== What you are asked to do ==
Convert these lines into a numbered list, leaving out any blank lines.

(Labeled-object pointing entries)

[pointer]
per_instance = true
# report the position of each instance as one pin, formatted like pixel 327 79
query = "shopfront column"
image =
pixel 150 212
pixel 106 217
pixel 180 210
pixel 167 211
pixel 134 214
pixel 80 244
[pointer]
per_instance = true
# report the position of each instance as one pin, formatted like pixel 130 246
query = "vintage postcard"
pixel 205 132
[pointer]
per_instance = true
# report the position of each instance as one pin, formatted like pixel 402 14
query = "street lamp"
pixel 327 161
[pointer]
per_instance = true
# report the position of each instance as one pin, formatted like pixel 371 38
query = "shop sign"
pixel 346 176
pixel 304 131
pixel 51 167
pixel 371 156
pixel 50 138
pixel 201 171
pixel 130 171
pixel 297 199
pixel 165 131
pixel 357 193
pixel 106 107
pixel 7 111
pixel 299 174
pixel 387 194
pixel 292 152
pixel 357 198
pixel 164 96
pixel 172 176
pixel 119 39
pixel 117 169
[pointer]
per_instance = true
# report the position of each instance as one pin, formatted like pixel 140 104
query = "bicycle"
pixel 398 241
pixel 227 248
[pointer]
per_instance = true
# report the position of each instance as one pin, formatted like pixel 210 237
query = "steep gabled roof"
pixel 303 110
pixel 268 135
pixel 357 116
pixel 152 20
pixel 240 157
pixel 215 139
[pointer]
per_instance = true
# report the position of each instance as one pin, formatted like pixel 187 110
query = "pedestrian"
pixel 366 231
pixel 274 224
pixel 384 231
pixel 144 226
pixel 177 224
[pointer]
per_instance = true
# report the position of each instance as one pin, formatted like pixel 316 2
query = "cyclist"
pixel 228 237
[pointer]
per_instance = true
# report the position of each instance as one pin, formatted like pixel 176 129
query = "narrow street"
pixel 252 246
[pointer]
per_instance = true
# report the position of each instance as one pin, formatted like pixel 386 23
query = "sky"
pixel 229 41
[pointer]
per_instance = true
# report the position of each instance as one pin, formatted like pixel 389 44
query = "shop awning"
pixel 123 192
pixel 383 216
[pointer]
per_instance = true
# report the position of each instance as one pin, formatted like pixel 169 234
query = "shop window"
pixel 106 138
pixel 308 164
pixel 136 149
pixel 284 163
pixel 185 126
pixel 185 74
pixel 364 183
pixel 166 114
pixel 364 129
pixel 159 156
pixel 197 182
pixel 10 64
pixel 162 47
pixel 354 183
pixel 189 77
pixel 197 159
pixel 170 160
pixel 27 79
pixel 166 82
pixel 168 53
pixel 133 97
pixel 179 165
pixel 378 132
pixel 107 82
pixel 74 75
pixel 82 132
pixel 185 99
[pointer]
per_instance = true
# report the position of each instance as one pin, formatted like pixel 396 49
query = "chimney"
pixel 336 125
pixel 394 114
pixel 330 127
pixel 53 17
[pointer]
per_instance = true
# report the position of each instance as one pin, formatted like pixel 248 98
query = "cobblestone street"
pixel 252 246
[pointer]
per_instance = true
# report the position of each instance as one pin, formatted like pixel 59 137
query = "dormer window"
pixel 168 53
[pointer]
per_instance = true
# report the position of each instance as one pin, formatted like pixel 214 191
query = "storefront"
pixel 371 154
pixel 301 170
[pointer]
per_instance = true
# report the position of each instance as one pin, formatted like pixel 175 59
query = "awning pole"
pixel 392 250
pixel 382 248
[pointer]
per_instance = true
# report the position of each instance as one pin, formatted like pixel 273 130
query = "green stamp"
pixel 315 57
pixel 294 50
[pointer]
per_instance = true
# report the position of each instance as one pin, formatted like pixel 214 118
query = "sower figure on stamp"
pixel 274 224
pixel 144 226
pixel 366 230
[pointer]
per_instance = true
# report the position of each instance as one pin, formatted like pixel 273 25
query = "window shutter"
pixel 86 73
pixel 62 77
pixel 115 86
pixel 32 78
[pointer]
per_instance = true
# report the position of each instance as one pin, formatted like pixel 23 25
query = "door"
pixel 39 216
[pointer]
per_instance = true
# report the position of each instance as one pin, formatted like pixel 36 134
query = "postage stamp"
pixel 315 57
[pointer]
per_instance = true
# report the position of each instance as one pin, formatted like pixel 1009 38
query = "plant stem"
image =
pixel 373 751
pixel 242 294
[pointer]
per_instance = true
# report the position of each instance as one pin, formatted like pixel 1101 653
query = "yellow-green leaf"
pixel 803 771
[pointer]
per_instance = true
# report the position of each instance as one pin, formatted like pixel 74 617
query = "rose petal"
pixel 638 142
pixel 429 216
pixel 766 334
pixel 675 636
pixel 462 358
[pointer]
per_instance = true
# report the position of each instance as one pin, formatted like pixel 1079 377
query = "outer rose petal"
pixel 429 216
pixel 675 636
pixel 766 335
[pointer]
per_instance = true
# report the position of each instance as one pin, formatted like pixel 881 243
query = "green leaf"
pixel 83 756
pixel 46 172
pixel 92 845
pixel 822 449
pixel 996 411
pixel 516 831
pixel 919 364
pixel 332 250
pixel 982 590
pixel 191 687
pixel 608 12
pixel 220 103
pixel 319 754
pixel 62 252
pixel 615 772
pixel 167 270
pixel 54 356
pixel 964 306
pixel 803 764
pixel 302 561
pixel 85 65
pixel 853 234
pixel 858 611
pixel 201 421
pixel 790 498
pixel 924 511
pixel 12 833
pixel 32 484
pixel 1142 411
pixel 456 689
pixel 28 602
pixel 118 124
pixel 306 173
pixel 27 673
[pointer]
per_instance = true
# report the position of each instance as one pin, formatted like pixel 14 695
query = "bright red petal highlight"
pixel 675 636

== Complete output ==
1. [pointer]
2. per_instance = true
3. # report the position of each instance as one pin, formatted like pixel 327 79
4. query = "shopfront column"
5. image =
6. pixel 150 212
7. pixel 106 217
8. pixel 180 210
9. pixel 167 211
10. pixel 134 214
11. pixel 80 244
12. [pointer]
13. per_instance = true
14. # report the position of each instance as one pin, formatted like pixel 130 246
15. query = "vintage postcard"
16. pixel 205 132
17. [pointer]
18. per_instance = true
19. # report the position of each instance as one pin, formatted like pixel 402 14
20. query = "street lamp"
21. pixel 327 161
22. [pointer]
23. per_instance = true
24. # report the position of each instance as one pin, formatted like pixel 371 38
25. query = "shop sign"
26. pixel 346 176
27. pixel 304 131
28. pixel 51 167
29. pixel 371 156
30. pixel 50 138
31. pixel 201 171
32. pixel 130 171
33. pixel 297 199
34. pixel 165 131
35. pixel 357 193
36. pixel 106 107
37. pixel 7 111
38. pixel 299 174
39. pixel 387 194
40. pixel 292 152
41. pixel 357 198
42. pixel 164 96
43. pixel 172 176
44. pixel 119 39
45. pixel 117 169
46. [pointer]
47. per_instance = true
48. # report the position of each instance as one pin, formatted like pixel 140 104
49. query = "bicycle"
50. pixel 398 241
51. pixel 227 248
52. [pointer]
53. per_instance = true
54. # report the position of each instance as one pin, formatted like pixel 210 237
55. query = "steep gabled roof"
56. pixel 303 110
57. pixel 268 135
58. pixel 357 116
59. pixel 152 20
60. pixel 240 157
61. pixel 215 139
62. [pointer]
63. per_instance = true
64. # report the position of each instance as one pin, formatted like pixel 187 110
65. query = "pedestrian"
66. pixel 366 231
67. pixel 274 224
68. pixel 384 231
69. pixel 144 226
70. pixel 177 224
71. [pointer]
72. per_instance = true
73. # report the position of each instance as one pin, formatted like pixel 316 2
74. query = "cyclist"
75. pixel 228 237
76. [pointer]
77. per_instance = true
78. # report the position of each instance as one pin, formatted like pixel 176 129
79. query = "narrow street"
80. pixel 252 246
81. [pointer]
82. per_instance = true
83. # report the position of each instance as one pin, formatted like pixel 386 23
84. query = "sky"
85. pixel 229 41
86. [pointer]
87. per_instance = true
88. # report the position of each instance as one pin, formatted like pixel 389 44
89. query = "shop awning"
90. pixel 123 192
91. pixel 383 216
92. [pointer]
93. per_instance = true
94. # report the position of each instance as one pin, formatted like pixel 169 234
95. query = "shop window"
96. pixel 106 138
97. pixel 308 164
98. pixel 136 149
99. pixel 284 163
100. pixel 185 126
101. pixel 185 74
102. pixel 364 183
103. pixel 166 114
104. pixel 364 129
105. pixel 159 156
106. pixel 197 182
107. pixel 10 64
108. pixel 162 47
109. pixel 354 183
110. pixel 189 77
111. pixel 197 159
112. pixel 170 160
113. pixel 27 79
114. pixel 166 82
115. pixel 168 53
116. pixel 133 97
117. pixel 179 165
118. pixel 378 132
119. pixel 107 82
120. pixel 74 75
121. pixel 82 132
122. pixel 185 99
123. [pointer]
124. per_instance = true
125. # report the position of each instance as one pin, formatted like pixel 396 49
126. query = "chimney"
127. pixel 336 125
128. pixel 394 114
129. pixel 330 127
130. pixel 53 17
131. [pointer]
132. per_instance = true
133. # report the position of each instance as one pin, formatted like pixel 248 98
134. query = "cobblestone street"
135. pixel 252 246
136. [pointer]
137. per_instance = true
138. # report the position of each instance as one pin, formatted like pixel 59 137
139. query = "dormer window"
140. pixel 168 53
141. [pointer]
142. per_instance = true
143. # report the position of each instance as one pin, formatted like pixel 214 191
144. query = "storefront"
145. pixel 371 154
146. pixel 301 170
147. [pointer]
148. per_instance = true
149. # report the position of each instance as one pin, formatted like pixel 175 59
150. query = "awning pole"
151. pixel 392 250
152. pixel 382 248
153. [pointer]
154. per_instance = true
155. # report the position of each instance as one pin, formatted like pixel 273 130
156. query = "green stamp"
157. pixel 315 57
158. pixel 294 50
159. [pointer]
160. per_instance = true
161. # report the position of each instance as one pin, formatted like pixel 214 118
162. query = "sower figure on stamp"
163. pixel 274 224
164. pixel 144 226
165. pixel 366 230
166. [pointer]
167. per_instance = true
168. # report the position of each instance as one pin, formatted like pixel 273 25
169. query = "window shutter"
170. pixel 86 73
171. pixel 62 77
172. pixel 115 86
173. pixel 32 78
174. [pointer]
175. per_instance = true
176. # report the position of each instance as one pin, formatted like pixel 23 25
177. query = "door"
178. pixel 39 216
179. [pointer]
180. per_instance = true
181. # report the position of each instance as one pin, formatted like pixel 36 134
182. query = "postage stamp"
183. pixel 315 57
184. [pointer]
185. per_instance = true
186. # report the position of each instance as one pin, formatted like pixel 1009 38
187. query = "plant stem"
188. image =
189. pixel 373 751
190. pixel 242 294
191. [pointer]
192. per_instance = true
193. # report the position of each instance as one pin, formatted like pixel 1101 653
194. query = "yellow-green leaf"
195. pixel 803 771
196. [pointer]
197. per_instance = true
198. # report the position of each instance as one pin, formatted like pixel 74 617
199. query = "rose petal"
200. pixel 638 142
201. pixel 429 216
202. pixel 766 334
203. pixel 675 636
204. pixel 462 358
205. [pointer]
206. per_instance = true
207. # report the position of each instance as one pin, formatted like pixel 1079 377
208. query = "outer rose petal"
209. pixel 429 216
210. pixel 675 636
211. pixel 766 335
212. [pointer]
213. per_instance = true
214. # report the position of each instance as one pin, formatted like pixel 881 243
215. query = "green leaf"
216. pixel 83 756
217. pixel 46 172
218. pixel 92 845
219. pixel 822 449
220. pixel 996 411
221. pixel 516 831
222. pixel 919 364
223. pixel 332 250
224. pixel 982 590
225. pixel 191 687
226. pixel 608 12
227. pixel 220 103
228. pixel 319 754
229. pixel 62 252
230. pixel 615 772
231. pixel 167 270
232. pixel 54 356
233. pixel 964 306
234. pixel 803 764
235. pixel 302 561
236. pixel 85 65
237. pixel 853 234
238. pixel 858 611
239. pixel 201 421
240. pixel 790 498
241. pixel 924 511
242. pixel 12 833
243. pixel 32 484
244. pixel 1142 411
245. pixel 456 689
246. pixel 28 602
247. pixel 118 124
248. pixel 306 173
249. pixel 27 673
250. [pointer]
251. per_instance = true
252. # report the position of each instance as one pin, formatted like pixel 14 695
253. query = "bright red petal highlight"
254. pixel 675 636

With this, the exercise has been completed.